:: INSTRUCTIONS FOR THE TASK ::
Quote every line of the listing below exactly.
-------- GIVEN INFORMATION
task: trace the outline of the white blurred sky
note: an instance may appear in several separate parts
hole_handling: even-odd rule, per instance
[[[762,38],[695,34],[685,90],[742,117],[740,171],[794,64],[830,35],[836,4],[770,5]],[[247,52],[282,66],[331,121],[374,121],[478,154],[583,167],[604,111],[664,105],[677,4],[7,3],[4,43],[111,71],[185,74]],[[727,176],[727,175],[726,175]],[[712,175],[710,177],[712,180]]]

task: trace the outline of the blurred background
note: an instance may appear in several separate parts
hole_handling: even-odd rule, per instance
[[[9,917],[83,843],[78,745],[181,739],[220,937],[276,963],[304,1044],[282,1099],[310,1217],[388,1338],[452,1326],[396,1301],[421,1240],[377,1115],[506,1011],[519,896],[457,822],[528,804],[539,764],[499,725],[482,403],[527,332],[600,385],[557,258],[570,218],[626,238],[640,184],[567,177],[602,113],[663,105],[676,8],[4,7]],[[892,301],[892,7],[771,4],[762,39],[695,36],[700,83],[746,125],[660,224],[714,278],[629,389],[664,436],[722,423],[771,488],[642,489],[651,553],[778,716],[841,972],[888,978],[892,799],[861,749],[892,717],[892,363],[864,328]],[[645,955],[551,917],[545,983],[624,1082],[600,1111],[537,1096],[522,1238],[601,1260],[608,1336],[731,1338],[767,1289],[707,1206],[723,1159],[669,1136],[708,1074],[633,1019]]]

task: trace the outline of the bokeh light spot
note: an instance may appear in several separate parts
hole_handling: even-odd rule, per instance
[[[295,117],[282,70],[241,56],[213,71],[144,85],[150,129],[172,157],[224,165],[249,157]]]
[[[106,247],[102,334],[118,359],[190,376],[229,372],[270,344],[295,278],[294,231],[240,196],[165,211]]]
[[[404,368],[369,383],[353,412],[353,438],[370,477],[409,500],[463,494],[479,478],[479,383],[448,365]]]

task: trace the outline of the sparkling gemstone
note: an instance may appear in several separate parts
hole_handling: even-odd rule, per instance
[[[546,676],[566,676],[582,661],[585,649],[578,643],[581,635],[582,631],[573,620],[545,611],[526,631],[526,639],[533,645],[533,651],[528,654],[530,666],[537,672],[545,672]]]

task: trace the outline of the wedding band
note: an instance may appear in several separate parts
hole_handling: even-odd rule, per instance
----------------
:: ANSWER TO THE TASK ::
task: trace the outline of the white blurred sky
note: an instance may appear in several separate parts
hole_handling: even-odd rule, per instance
[[[762,38],[695,34],[685,90],[742,117],[740,171],[794,64],[830,35],[836,4],[770,5]],[[247,52],[282,66],[331,121],[374,121],[478,154],[583,167],[604,111],[664,105],[677,4],[7,3],[4,43],[111,71],[185,74]],[[727,176],[727,175],[726,175]],[[712,175],[710,177],[712,180]]]

task: trace the outline of the blurred background
note: an instance may appear in several separate parts
hole_handling: even-odd rule, per instance
[[[9,917],[83,843],[78,745],[181,739],[220,937],[276,963],[304,1044],[282,1099],[310,1217],[388,1338],[452,1326],[396,1301],[421,1240],[377,1115],[506,1011],[519,896],[457,822],[528,804],[539,764],[499,725],[482,403],[527,332],[600,385],[557,258],[570,218],[626,238],[640,184],[567,177],[602,113],[663,105],[676,8],[4,7]],[[892,301],[892,7],[771,4],[762,39],[695,36],[700,83],[746,125],[660,224],[714,278],[629,389],[664,436],[722,423],[771,488],[642,489],[651,553],[778,716],[841,972],[888,978],[892,799],[861,749],[892,717],[892,363],[864,328]],[[645,955],[551,917],[545,983],[624,1082],[600,1111],[537,1096],[522,1238],[601,1260],[608,1336],[731,1338],[767,1289],[707,1206],[723,1159],[669,1136],[708,1074],[633,1019]]]

task: trace the outline of the bokeh light spot
note: an instance may appear in several separate parts
hole_handling: even-odd rule, per instance
[[[295,117],[282,70],[241,56],[213,71],[144,85],[150,129],[172,157],[224,165],[249,157]]]
[[[106,247],[102,334],[118,359],[190,376],[229,372],[270,344],[295,278],[294,231],[240,196],[165,211]]]
[[[404,368],[369,383],[353,412],[353,438],[370,477],[409,500],[463,494],[479,478],[479,383],[448,365]]]

task: trace the outline of the sparkling gemstone
note: an instance may appear in several separate parts
hole_handling: even-odd rule, per instance
[[[546,676],[566,676],[582,661],[585,649],[578,643],[581,635],[582,631],[573,620],[545,611],[526,631],[526,639],[533,645],[533,651],[528,654],[530,666],[537,672],[545,672]]]

task: trace the outline of the wedding band
note: an instance may appear in several separate parts
hole_handling: even-odd rule, per instance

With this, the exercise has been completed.